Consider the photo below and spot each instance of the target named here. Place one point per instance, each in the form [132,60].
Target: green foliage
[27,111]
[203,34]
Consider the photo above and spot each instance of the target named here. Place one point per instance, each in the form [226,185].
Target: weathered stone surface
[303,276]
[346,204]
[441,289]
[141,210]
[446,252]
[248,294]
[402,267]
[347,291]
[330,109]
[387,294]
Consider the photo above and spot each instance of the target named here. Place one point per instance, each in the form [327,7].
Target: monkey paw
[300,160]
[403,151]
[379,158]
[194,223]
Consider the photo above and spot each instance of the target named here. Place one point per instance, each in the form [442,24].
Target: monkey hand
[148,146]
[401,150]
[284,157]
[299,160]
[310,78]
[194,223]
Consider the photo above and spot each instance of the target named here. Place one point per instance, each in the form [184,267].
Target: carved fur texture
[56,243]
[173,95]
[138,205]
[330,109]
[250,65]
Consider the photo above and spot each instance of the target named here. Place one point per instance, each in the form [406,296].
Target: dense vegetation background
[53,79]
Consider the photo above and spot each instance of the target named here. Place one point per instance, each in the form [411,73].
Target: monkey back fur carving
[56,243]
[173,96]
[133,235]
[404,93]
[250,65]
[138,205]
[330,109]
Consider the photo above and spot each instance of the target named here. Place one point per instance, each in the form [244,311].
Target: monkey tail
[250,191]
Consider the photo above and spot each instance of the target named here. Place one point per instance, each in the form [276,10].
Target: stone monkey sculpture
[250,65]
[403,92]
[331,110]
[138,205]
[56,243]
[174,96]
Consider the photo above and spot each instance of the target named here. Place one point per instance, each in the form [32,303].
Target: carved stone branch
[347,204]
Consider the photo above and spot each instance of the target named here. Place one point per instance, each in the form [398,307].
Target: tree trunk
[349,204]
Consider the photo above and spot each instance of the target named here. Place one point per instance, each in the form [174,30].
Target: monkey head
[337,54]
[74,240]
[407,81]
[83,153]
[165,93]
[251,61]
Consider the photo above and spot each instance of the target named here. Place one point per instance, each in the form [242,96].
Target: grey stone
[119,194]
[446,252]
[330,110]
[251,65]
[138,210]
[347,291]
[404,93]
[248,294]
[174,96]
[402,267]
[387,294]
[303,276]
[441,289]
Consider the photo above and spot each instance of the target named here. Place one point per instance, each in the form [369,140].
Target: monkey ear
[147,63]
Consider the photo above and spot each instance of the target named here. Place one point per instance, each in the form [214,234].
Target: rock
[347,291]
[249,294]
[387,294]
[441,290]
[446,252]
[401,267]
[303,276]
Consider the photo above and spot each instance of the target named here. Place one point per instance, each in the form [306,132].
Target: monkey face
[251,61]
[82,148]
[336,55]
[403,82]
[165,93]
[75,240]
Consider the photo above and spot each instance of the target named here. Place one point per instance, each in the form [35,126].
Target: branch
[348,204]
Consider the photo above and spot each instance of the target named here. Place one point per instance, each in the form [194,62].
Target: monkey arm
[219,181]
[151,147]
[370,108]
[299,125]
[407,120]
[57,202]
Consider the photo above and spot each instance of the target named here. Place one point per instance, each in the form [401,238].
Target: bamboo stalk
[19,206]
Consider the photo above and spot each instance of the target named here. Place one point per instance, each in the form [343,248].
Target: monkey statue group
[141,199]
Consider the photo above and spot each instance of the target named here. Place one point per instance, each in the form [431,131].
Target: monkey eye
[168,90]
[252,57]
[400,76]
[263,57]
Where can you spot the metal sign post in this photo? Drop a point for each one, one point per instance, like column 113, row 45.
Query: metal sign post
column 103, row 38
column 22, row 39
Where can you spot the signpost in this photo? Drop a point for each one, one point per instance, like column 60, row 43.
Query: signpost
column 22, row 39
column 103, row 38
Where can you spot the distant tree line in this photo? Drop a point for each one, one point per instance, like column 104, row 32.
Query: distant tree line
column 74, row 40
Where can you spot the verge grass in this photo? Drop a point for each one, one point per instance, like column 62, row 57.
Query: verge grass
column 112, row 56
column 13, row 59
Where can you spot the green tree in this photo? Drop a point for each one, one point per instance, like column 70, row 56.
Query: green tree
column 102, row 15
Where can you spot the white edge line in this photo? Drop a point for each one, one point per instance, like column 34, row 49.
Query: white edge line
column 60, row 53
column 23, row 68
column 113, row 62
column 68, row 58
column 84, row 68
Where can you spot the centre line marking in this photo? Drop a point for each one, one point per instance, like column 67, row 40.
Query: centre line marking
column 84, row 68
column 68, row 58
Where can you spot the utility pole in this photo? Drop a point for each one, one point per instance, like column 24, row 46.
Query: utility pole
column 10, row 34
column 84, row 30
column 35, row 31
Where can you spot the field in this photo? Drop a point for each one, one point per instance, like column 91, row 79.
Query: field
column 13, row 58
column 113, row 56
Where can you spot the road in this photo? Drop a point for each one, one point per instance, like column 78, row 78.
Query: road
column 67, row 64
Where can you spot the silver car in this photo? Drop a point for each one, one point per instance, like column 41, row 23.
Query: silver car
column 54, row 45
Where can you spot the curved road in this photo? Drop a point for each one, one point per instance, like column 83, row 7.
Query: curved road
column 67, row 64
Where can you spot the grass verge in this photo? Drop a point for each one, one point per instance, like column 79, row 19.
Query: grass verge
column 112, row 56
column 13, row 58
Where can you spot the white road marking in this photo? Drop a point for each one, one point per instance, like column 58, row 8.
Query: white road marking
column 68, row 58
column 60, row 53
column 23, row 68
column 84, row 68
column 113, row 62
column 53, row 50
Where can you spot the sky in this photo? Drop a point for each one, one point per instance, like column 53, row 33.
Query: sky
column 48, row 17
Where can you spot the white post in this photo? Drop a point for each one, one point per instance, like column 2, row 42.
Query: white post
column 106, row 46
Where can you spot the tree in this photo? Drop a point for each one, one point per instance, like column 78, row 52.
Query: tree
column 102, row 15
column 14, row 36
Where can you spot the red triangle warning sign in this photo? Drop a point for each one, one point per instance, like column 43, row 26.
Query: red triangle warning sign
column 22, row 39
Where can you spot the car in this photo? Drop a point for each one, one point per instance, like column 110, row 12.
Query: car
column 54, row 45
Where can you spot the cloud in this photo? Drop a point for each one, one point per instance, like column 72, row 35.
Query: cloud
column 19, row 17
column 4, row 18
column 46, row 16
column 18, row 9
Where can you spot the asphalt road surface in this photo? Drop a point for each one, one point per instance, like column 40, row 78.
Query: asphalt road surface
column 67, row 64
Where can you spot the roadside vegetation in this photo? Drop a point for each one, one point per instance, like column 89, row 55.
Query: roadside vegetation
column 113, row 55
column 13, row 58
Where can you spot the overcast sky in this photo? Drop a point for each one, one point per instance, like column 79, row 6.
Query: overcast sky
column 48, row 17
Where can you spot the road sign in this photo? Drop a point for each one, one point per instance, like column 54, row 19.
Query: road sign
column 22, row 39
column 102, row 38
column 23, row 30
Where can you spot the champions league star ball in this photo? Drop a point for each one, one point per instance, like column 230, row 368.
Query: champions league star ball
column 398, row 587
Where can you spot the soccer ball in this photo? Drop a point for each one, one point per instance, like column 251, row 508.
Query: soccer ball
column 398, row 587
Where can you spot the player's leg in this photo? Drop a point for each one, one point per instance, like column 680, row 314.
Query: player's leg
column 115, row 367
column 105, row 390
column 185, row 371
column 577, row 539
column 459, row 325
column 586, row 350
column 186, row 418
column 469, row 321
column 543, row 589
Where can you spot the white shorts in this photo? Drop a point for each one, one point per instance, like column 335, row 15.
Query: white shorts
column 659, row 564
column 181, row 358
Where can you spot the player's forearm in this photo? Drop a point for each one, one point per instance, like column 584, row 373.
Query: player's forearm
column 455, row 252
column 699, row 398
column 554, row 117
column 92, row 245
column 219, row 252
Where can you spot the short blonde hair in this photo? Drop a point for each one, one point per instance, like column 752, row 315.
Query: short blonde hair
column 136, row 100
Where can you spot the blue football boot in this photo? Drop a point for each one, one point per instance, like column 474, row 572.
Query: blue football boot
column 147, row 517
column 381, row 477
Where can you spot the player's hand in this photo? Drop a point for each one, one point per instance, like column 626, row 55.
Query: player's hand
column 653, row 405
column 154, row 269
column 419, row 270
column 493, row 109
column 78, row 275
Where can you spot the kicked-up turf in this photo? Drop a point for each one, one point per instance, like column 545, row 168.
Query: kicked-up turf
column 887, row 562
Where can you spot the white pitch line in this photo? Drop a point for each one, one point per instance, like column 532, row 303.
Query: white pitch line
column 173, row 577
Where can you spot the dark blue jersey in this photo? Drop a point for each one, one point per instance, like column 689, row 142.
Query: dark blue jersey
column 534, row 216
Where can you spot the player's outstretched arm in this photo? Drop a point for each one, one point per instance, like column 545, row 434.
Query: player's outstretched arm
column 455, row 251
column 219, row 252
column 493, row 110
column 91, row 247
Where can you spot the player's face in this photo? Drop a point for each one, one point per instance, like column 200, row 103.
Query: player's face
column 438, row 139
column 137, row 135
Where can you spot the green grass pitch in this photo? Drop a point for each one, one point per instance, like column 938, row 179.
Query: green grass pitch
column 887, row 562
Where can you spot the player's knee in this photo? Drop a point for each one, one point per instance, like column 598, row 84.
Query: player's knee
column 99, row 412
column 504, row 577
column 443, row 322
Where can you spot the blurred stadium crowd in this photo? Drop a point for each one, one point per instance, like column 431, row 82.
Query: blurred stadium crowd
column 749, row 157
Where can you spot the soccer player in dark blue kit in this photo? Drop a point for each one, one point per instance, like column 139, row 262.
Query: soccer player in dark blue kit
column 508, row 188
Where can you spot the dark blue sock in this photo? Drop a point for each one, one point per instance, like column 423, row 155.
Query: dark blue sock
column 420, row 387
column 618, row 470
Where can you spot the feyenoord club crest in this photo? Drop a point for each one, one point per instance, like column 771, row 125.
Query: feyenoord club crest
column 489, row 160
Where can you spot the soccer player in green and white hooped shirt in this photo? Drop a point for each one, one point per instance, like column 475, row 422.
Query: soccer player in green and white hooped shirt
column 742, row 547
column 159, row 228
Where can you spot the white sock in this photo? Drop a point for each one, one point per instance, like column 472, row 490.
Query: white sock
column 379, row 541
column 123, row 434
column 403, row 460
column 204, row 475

════

WORK INSTRUCTION.
Using the records above, set down exactly the lines from the one with "Query: player's forearm" through the one with "Where can you spot the player's face", inclusive, and nothing more.

EXPECTED ANSWER.
Query: player's forearm
column 455, row 252
column 699, row 398
column 554, row 117
column 92, row 245
column 219, row 252
Where can you spot the short blonde hair in this photo? Drop a point for each one, one point per instance, like column 752, row 315.
Query: short blonde hair
column 136, row 100
Where can you spot the blue football boot in this photo? Drop a point for each one, one point per instance, like column 474, row 572.
Query: blue football boot
column 147, row 517
column 381, row 477
Where can you spot the player's hand in this photo? Drop a point for each one, one point per instance, like column 626, row 55.
Query: player's hand
column 653, row 405
column 154, row 269
column 419, row 270
column 493, row 109
column 78, row 275
Where can you spot the kicked-up turf in this photo? Drop a point for each one, one point per instance, like column 545, row 168.
Query: kicked-up turf
column 887, row 562
Where can you spot the white pitch line in this photo? Drop a point for each one, one point per instance, like column 532, row 303.
Query: white pitch line
column 173, row 577
Where can you spot the dark blue jersey in this photo? Drop a point for each one, one point per instance, like column 689, row 142.
Query: dark blue jersey
column 534, row 216
Where can you spot the player's outstretched arm in this photo? Drop a point for each one, one point per instance, like column 545, row 434.
Query: player's outstretched arm
column 455, row 251
column 219, row 252
column 493, row 110
column 91, row 247
Where can you spot the player's face in this photo? Drop a point for each one, one point per instance, like column 200, row 103.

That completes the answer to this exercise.